▶ _Point annotation dataset records_:

● ● ● ● ● ● ●

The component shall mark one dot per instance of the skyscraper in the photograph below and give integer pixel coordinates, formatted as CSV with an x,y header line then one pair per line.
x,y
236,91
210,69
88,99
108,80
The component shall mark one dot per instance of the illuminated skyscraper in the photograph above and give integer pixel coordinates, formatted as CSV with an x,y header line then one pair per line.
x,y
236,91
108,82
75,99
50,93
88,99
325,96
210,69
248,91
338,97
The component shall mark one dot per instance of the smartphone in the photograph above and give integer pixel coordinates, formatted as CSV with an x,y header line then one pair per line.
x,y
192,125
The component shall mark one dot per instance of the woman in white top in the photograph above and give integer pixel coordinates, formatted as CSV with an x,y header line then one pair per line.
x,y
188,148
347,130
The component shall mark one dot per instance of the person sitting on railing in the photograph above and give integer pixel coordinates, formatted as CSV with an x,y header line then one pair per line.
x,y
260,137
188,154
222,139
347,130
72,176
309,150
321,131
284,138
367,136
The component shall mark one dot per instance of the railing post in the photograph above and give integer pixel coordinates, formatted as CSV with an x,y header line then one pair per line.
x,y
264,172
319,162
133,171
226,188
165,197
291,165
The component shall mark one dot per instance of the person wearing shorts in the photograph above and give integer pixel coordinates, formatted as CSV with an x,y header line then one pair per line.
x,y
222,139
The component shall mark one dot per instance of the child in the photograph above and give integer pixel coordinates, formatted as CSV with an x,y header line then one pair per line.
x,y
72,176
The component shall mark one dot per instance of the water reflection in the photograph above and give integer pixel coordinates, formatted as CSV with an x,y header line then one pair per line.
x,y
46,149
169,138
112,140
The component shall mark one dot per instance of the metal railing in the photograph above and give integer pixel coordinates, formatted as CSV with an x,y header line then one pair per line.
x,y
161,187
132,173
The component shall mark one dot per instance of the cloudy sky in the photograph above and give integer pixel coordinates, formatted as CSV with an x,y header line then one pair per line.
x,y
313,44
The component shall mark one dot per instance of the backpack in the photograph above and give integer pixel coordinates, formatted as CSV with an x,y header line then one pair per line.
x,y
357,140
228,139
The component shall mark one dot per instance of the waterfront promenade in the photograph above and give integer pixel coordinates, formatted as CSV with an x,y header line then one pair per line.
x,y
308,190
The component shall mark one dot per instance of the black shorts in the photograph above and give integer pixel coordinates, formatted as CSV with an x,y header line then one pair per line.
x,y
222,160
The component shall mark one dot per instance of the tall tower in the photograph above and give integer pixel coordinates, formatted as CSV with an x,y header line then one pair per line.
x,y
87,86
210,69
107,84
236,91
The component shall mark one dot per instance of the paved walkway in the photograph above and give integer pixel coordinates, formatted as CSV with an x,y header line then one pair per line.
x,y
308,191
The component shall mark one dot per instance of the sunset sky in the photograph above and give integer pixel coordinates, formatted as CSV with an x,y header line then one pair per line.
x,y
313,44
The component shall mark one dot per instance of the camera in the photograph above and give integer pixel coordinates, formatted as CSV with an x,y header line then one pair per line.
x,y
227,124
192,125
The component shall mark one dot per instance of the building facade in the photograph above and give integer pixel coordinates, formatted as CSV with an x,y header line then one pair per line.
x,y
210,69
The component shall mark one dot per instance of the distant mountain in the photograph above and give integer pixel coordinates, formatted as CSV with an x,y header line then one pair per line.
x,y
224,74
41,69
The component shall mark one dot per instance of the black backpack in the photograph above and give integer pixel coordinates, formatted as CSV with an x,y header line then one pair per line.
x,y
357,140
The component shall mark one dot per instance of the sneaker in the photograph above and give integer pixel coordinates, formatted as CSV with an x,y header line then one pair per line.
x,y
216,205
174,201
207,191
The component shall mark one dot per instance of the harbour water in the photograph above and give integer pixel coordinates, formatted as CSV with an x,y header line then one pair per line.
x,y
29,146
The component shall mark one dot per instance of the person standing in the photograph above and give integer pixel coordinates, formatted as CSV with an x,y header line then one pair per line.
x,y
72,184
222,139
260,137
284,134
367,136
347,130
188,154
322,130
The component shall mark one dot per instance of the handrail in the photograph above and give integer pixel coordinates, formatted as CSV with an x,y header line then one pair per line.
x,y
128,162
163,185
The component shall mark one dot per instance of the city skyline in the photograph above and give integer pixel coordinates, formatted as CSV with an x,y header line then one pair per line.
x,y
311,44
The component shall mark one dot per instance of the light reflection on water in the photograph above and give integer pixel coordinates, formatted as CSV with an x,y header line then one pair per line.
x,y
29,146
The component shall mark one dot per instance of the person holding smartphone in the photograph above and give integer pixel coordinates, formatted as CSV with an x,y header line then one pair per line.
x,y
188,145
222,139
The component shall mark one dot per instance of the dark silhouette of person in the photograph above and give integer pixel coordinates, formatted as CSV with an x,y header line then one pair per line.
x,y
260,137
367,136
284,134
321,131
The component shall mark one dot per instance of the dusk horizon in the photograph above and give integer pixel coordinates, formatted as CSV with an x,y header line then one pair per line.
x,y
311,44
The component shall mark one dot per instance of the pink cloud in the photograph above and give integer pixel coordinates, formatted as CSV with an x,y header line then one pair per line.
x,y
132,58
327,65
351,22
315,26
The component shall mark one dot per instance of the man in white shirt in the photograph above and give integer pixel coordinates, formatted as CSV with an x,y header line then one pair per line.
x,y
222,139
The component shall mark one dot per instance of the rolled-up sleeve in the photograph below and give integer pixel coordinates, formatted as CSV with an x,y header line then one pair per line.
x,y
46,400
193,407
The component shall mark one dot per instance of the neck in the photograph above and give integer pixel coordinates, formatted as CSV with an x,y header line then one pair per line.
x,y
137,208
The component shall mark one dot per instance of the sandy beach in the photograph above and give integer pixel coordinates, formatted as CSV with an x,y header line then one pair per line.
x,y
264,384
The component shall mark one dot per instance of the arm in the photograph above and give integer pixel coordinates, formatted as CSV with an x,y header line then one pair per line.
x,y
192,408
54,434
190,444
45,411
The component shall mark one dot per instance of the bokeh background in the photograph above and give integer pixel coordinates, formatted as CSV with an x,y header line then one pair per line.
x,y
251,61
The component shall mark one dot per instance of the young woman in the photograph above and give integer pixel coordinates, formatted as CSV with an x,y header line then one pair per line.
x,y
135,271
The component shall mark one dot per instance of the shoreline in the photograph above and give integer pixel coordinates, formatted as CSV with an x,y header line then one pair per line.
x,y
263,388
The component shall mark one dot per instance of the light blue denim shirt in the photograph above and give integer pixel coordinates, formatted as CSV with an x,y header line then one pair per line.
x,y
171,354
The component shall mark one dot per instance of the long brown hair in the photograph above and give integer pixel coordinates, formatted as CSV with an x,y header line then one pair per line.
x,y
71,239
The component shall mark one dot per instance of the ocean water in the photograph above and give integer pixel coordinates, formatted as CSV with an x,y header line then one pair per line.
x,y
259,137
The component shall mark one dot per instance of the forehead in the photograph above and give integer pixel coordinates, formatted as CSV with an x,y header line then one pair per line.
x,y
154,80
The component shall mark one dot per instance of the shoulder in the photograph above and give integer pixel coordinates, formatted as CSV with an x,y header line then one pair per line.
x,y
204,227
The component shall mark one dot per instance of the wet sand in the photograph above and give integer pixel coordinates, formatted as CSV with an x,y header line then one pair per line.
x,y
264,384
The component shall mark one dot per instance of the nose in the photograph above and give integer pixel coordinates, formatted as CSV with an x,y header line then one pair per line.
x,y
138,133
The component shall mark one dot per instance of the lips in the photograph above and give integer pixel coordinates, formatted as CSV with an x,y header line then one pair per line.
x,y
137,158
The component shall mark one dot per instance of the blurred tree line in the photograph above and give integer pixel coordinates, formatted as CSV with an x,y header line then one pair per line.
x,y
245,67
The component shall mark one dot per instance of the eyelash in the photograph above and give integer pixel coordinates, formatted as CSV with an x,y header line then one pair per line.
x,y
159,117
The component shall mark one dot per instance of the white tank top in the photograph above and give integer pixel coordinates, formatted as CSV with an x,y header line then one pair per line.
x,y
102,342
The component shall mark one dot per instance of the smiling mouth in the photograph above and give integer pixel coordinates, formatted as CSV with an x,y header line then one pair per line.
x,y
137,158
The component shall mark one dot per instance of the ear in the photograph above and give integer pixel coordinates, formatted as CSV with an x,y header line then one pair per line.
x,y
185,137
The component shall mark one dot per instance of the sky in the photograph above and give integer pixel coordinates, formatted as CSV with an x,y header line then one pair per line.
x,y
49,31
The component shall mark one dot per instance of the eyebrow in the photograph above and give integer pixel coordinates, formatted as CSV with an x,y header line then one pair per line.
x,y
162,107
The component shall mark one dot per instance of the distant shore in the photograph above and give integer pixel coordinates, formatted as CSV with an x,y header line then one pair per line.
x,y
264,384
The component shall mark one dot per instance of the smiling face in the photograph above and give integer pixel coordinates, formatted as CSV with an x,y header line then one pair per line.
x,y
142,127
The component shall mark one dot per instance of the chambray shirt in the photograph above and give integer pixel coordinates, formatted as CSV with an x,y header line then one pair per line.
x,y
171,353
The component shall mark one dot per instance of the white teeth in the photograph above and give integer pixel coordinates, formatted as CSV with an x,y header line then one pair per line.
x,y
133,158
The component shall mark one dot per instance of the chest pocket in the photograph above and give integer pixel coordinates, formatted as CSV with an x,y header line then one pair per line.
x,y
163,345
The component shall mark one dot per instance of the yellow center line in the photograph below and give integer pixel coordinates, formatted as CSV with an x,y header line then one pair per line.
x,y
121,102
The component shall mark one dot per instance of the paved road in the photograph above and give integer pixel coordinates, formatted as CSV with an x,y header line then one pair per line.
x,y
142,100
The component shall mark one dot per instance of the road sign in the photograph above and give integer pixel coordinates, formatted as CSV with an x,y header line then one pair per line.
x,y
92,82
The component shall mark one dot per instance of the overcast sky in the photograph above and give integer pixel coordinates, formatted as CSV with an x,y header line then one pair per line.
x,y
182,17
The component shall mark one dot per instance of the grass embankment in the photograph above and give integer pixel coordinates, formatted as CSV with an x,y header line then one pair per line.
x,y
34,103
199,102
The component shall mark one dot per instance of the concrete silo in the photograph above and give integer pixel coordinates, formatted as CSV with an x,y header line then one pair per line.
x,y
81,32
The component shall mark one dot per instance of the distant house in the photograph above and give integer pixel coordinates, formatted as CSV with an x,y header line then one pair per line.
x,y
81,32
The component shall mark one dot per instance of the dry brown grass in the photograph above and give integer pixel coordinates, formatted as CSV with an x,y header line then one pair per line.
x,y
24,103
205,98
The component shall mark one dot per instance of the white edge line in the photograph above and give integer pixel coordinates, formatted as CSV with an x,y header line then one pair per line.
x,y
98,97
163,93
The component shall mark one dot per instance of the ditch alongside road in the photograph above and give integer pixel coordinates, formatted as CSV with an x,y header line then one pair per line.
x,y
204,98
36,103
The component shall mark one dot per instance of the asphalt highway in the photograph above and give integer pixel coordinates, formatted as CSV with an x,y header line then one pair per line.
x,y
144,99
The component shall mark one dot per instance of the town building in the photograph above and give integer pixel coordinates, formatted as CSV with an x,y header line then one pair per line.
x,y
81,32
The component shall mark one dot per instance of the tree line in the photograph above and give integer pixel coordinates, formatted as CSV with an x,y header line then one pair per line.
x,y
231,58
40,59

● ● ● ● ● ● ●

Quote the line that contains "The component shall mark one dot per instance of the overcast" and each line after it through the end of the data, exactly, leaving out everything else.

The component shall mark one dot per instance of the overcast sky in the photograph above and give integer pixel coordinates, formatted as CSV with an x,y header line then one pair per line.
x,y
182,17
The component shall mark one dot per instance of the grass embankment in the photograph above and give integer pixel coordinates, formatted as CSV with an x,y header line then one pair per line.
x,y
34,103
199,102
The component shall mark one dot per instance of the concrete silo in the photograph above and give integer pixel coordinates, formatted as CSV with an x,y header line then one pair per line.
x,y
81,32
The component shall mark one dot per instance of the distant house in the photograph above and give integer pixel coordinates, formatted as CSV with an x,y header line then one pair per line.
x,y
81,32
The component shall mark one dot per instance of the dry brown grass in the photograph above and give integer pixel coordinates, formatted as CSV with an x,y header line then one pair per line.
x,y
24,103
205,98
The component shall mark one dot per instance of the white edge line in the photograph above and give integer pixel coordinates, formatted as CSV with an x,y header line then one pair per line.
x,y
98,97
163,93
The component shall mark one dot per instance of the ditch alongside road in the photograph above and give integer pixel coordinates, formatted as CSV with an x,y header line then one pair per line.
x,y
204,98
36,103
The component shall mark one dot per instance of the asphalt highway in the photograph above and give integer pixel coordinates, formatted as CSV with an x,y header line then one pair per line.
x,y
144,99
The component shall mark one dot per instance of the town building in the photograph above and give integer pixel coordinates, formatted as CSV with an x,y header line then one pair per line.
x,y
81,32
The component shall mark one dot per instance of the tree line in the photograph above and give integer pixel coordinates, formatted as CSV with an x,y header line then one pair per line.
x,y
231,58
40,59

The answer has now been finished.